Task objective
Every entry below should be printed exactly, without its images.

---*---

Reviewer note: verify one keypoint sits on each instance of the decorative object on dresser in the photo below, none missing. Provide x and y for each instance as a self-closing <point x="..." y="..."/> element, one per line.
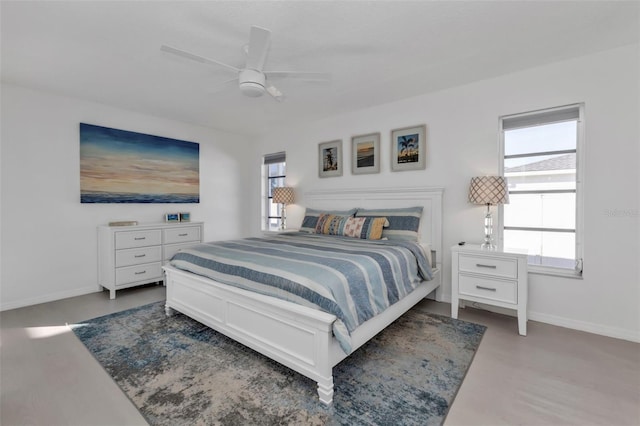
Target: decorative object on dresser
<point x="365" y="154"/>
<point x="133" y="256"/>
<point x="496" y="277"/>
<point x="489" y="191"/>
<point x="408" y="148"/>
<point x="330" y="159"/>
<point x="283" y="195"/>
<point x="172" y="217"/>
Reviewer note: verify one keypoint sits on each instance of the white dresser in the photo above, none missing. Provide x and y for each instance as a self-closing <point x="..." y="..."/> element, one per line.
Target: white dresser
<point x="492" y="277"/>
<point x="129" y="256"/>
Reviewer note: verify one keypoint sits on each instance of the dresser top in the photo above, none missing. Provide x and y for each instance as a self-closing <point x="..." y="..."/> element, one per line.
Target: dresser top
<point x="151" y="225"/>
<point x="477" y="249"/>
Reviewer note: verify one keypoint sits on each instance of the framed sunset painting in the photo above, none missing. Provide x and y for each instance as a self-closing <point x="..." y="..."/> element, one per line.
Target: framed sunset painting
<point x="119" y="166"/>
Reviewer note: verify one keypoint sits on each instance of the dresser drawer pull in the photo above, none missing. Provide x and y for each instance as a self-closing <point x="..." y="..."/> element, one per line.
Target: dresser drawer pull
<point x="480" y="265"/>
<point x="479" y="287"/>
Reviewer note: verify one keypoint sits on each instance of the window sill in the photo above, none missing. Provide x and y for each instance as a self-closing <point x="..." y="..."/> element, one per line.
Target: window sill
<point x="555" y="272"/>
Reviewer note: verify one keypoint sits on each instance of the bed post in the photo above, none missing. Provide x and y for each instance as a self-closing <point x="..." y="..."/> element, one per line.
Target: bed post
<point x="325" y="390"/>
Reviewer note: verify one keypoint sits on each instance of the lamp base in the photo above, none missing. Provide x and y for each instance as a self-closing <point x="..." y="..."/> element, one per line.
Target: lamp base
<point x="488" y="231"/>
<point x="283" y="220"/>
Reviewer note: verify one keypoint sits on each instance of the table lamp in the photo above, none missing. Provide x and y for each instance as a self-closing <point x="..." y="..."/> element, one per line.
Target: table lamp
<point x="489" y="191"/>
<point x="283" y="195"/>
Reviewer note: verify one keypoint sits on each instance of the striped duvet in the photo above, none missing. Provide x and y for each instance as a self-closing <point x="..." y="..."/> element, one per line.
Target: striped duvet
<point x="350" y="278"/>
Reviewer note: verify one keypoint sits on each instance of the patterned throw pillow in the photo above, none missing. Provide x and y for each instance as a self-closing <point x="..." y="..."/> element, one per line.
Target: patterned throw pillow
<point x="404" y="223"/>
<point x="355" y="227"/>
<point x="310" y="221"/>
<point x="369" y="228"/>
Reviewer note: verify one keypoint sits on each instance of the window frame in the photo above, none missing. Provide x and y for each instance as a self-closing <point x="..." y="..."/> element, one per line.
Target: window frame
<point x="267" y="160"/>
<point x="578" y="270"/>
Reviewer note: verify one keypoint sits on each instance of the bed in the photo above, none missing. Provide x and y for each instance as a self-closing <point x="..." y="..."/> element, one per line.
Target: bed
<point x="301" y="337"/>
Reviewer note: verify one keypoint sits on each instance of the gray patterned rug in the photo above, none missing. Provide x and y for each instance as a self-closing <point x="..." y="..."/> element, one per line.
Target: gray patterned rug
<point x="180" y="372"/>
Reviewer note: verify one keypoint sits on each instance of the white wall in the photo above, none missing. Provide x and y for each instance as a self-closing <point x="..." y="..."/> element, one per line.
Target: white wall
<point x="462" y="141"/>
<point x="49" y="246"/>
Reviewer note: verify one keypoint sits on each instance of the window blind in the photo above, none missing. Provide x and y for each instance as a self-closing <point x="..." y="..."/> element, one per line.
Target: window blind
<point x="543" y="117"/>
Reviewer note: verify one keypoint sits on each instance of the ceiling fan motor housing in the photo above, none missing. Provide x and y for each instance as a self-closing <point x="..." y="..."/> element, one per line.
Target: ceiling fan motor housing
<point x="252" y="83"/>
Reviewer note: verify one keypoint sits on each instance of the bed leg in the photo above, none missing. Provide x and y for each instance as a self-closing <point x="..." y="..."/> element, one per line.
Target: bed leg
<point x="325" y="391"/>
<point x="168" y="311"/>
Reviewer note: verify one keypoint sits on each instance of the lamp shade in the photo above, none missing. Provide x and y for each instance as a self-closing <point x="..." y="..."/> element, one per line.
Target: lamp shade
<point x="491" y="190"/>
<point x="283" y="195"/>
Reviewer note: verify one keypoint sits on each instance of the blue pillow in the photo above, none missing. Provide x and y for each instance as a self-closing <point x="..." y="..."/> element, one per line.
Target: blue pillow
<point x="311" y="218"/>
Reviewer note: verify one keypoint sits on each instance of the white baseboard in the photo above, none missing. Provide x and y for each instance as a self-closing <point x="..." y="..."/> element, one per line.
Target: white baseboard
<point x="589" y="327"/>
<point x="50" y="297"/>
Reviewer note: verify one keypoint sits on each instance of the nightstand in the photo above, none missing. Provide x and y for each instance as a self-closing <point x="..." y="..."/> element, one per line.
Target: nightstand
<point x="493" y="277"/>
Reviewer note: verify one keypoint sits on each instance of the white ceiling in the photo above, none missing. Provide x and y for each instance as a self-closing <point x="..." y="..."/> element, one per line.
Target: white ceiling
<point x="377" y="52"/>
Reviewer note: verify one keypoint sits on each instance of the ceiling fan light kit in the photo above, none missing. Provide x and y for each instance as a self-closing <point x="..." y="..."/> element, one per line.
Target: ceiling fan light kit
<point x="252" y="83"/>
<point x="252" y="79"/>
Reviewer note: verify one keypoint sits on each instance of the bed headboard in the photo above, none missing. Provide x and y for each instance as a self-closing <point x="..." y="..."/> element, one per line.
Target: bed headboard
<point x="430" y="198"/>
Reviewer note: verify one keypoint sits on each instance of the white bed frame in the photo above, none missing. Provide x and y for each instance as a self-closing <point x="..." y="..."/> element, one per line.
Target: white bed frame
<point x="296" y="336"/>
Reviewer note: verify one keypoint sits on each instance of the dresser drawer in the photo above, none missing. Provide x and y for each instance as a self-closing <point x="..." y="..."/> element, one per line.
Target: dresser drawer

---*---

Exercise solution
Reviewer note: verify one keypoint sits on each instance of the decorative object on dresser in the photo below, none missing. Provide x and y for each instance as a self-closing <point x="..." y="..."/> element, one per line.
Target: decorative object on dresser
<point x="365" y="154"/>
<point x="133" y="256"/>
<point x="496" y="277"/>
<point x="489" y="191"/>
<point x="408" y="148"/>
<point x="330" y="159"/>
<point x="283" y="195"/>
<point x="172" y="217"/>
Reviewer note: verify one keypoint sits on each instance of the white dresser in the photo above, none missing. Provide x and y for each instance as a self-closing <point x="..." y="..."/> element, one per line.
Target: white dresser
<point x="492" y="277"/>
<point x="129" y="256"/>
Reviewer note: verify one keypoint sits on each instance of the dresser top in the photo above, none missing. Provide x and y for each instance as a self-closing <point x="..." y="..."/> element, one per line.
Target: dresser top
<point x="151" y="225"/>
<point x="477" y="249"/>
Reviewer note: verify one keypoint sits on each instance of the framed sunset painting in the photo above, none missing. Provide x and y for each instance as a self-closing <point x="..." y="..."/> element, one per line.
Target: framed sunset painting
<point x="119" y="166"/>
Reviewer note: verify one keypoint sits on each instance of the dresser drawer pull in the photo above, none missing. Provide x and y for each instance as a self-closing <point x="..." y="..."/> element, one per line.
Target: dresser drawer pull
<point x="480" y="265"/>
<point x="479" y="287"/>
Reviewer note: verify one keypoint sits on each instance of the window sill in the photo above, none missing. Provide x and y for each instance as a self-closing <point x="..." y="..."/> element, one per line.
Target: window sill
<point x="555" y="272"/>
Reviewer note: verify one keypoint sits on each instance of the bed post in the photo above, none missing. Provide x and y for each instance as a self-closing <point x="..." y="..."/> element, one per line.
Target: bed post
<point x="325" y="390"/>
Reviewer note: verify one keypoint sits on each instance of the lamp base in the photo above, none missing. Provide x and y for each instance as a self-closing <point x="..." y="..."/> element, one per line.
Target: lamp base
<point x="488" y="231"/>
<point x="283" y="220"/>
Reviewer note: verify one keypoint sits on each instance of the table lamp in the photo above, none missing. Provide x and y for each instance as a self-closing <point x="..." y="..."/> element, one per line.
Target: table lamp
<point x="489" y="191"/>
<point x="283" y="195"/>
Reviewer note: verify one keypoint sits on each instance of the striped duvet in the photo above, none missing. Provide x and y for each instance as a self-closing <point x="..." y="..."/> element, one per line.
Target: striped duvet
<point x="350" y="278"/>
Reviewer note: verify one keypoint sits on each instance of the patterned throw pillow in the photo above, none missing. Provide x and y for each instance as a self-closing <point x="..." y="..."/> element, one per line.
Target: patterned throw pillow
<point x="404" y="223"/>
<point x="355" y="227"/>
<point x="310" y="221"/>
<point x="369" y="228"/>
Reviewer note: verify one keypoint sits on each instance of the window frame in the photo above, none missing. Provide x and y for each instance as a self-closing <point x="..." y="..."/> element, one per line.
Target: window frame
<point x="267" y="160"/>
<point x="578" y="270"/>
Reviewer note: verify one keypoint sits on each instance of the bed in the photo above, none missing. Provide x and y for each instance as a self-closing <point x="..." y="..."/> element, one per line.
Target: bed
<point x="301" y="337"/>
Reviewer note: verify one keypoint sits on each instance of the gray patterned rug in the photo above, none missing. Provide x and y for each instance as a self-closing <point x="..." y="..."/> element, one per line.
Target: gray patterned rug
<point x="180" y="372"/>
Reviewer note: verify one keypoint sits on each instance of the white wall in the photo above, none missing. Provide x and y for each instance as a self-closing <point x="..." y="..."/> element, one per line.
Target: white wall
<point x="462" y="141"/>
<point x="49" y="246"/>
Reviewer note: verify one keypoint sits on each instance of the window blind in the photo above, none missing. Provide x and y for each instance as a self-closing <point x="..." y="..."/> element, one per line.
Target: window blind
<point x="543" y="117"/>
Reviewer note: verify one keypoint sits on each instance of the ceiling fan motor housing in the photo above, none missing. Provide x and y for each instance as a self-closing <point x="..." y="..."/> element, one per line.
Target: ceiling fan motor housing
<point x="252" y="83"/>
Reviewer note: verify one keypoint sits on each instance of the bed leg in the photo above, none missing. Provide x and y for each instance as a self-closing <point x="..." y="..."/> element, one per line.
Target: bed leg
<point x="325" y="391"/>
<point x="168" y="311"/>
Reviewer note: verify one keypoint sits on each instance of the lamp shade in the photo above, none missing. Provide x and y for each instance as a self-closing <point x="..." y="..."/> element, one per line.
Target: lamp shade
<point x="491" y="190"/>
<point x="283" y="195"/>
Reviewer note: verify one keypoint sits on each instance of the blue pillow in the photo above, none missing. Provide x and y for each instance as a self-closing <point x="..." y="..."/> element, one per line.
Target: blue pillow
<point x="311" y="218"/>
Reviewer note: verify one keypoint sits on each instance of the white baseboard in the photo above, none missing. Provide x and y for each instance as a self-closing <point x="..." y="..."/> element, one per line.
Target: white baseboard
<point x="589" y="327"/>
<point x="50" y="297"/>
Reviewer note: verify one keypoint sits on each instance of the nightstand in the photo above, none missing. Provide x and y for each instance as a self-closing <point x="..." y="..."/> element, one per line.
Target: nightstand
<point x="493" y="277"/>
Reviewer note: verify one keypoint sits on each instance of the white ceiling in the photo above, none missing. Provide x and y for each instance as a self-closing <point x="..." y="..."/> element, one per line.
Target: white ceiling
<point x="377" y="52"/>
Reviewer note: verify one keypoint sits on each instance of the ceiling fan light kit in the photo above, none missing. Provide x and y for each instance as a self-closing <point x="..." y="..."/> element, one per line.
Target: ceiling fan light kit
<point x="252" y="83"/>
<point x="252" y="79"/>
Reviewer note: verify one keypoint sits on each instance of the bed headboard in the photo above, none missing. Provide x and y for each instance as a self-closing <point x="..." y="..."/> element, one per line.
Target: bed headboard
<point x="430" y="198"/>
Reviewer note: verify one keypoint sits on each instance of the white bed frame in the photo above, none missing. Provide x and y for each instance as a self-closing <point x="..." y="..."/> element, one per line.
Target: white bed frame
<point x="296" y="336"/>
Reviewer note: verify one keypoint sits on each instance of the dresser drawer in the photo above, none missing. Provide x and y for each instance as a self-closing <point x="..." y="..."/> element, one per line.
Target: dresser drawer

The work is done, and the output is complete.